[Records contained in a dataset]
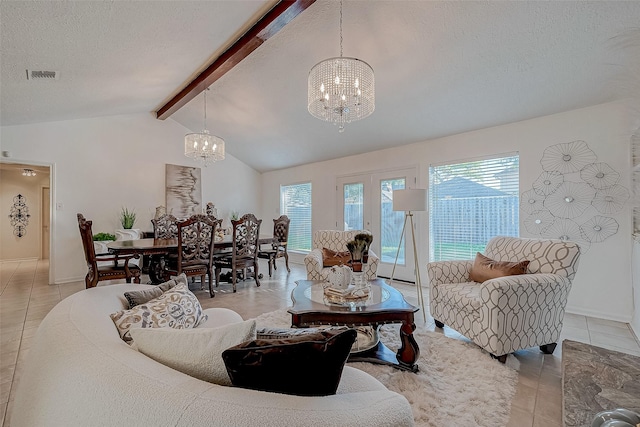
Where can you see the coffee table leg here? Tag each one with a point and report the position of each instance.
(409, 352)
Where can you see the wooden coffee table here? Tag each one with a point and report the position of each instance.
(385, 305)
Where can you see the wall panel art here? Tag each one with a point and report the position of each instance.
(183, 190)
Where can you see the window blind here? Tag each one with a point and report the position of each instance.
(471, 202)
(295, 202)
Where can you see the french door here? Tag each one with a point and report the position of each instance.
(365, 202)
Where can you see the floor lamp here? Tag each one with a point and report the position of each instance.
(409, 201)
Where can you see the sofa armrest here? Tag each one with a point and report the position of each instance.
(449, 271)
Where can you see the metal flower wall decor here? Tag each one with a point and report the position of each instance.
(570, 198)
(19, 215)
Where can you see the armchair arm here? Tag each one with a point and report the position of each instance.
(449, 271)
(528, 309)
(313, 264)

---

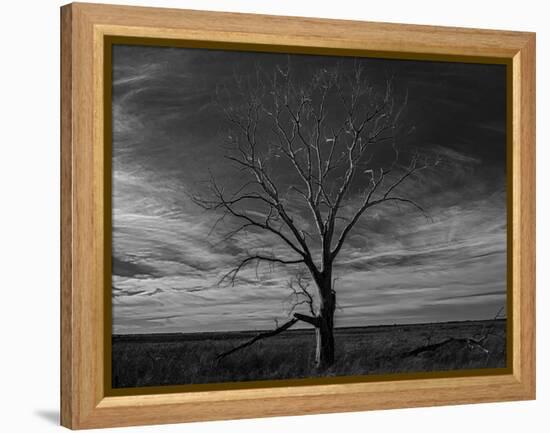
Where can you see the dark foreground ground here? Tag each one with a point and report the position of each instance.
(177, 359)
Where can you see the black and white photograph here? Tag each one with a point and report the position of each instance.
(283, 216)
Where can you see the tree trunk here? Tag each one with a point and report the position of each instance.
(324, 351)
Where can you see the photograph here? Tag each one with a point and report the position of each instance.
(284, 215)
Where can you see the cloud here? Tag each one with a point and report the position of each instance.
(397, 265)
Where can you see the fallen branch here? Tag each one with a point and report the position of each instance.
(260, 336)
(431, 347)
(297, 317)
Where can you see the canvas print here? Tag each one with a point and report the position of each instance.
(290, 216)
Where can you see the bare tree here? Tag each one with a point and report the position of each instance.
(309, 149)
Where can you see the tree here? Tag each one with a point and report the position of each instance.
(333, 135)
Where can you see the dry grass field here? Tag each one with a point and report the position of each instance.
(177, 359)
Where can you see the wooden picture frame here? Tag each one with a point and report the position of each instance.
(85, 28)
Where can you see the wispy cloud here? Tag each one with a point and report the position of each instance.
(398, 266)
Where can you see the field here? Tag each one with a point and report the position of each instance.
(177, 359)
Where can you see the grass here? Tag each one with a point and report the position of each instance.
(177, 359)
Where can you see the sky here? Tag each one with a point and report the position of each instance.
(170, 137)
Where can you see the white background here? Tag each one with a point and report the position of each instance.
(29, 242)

--

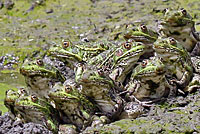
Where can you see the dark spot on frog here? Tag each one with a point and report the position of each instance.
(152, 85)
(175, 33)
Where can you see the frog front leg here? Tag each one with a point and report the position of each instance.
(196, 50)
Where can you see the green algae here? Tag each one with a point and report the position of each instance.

• INSTRUCTIONS FOR THE TASK: Find every line of the material above that contains the string "wall", treating uppercase and lowercase as distinct, and copy each such line.

• EXERCISE RESPONSE:
Where can you see the wall panel art here? Tag each one with a point and report the position of each instance.
Where can you see the metal flower wall decor here? Tag each one with a point and report the position of each instance.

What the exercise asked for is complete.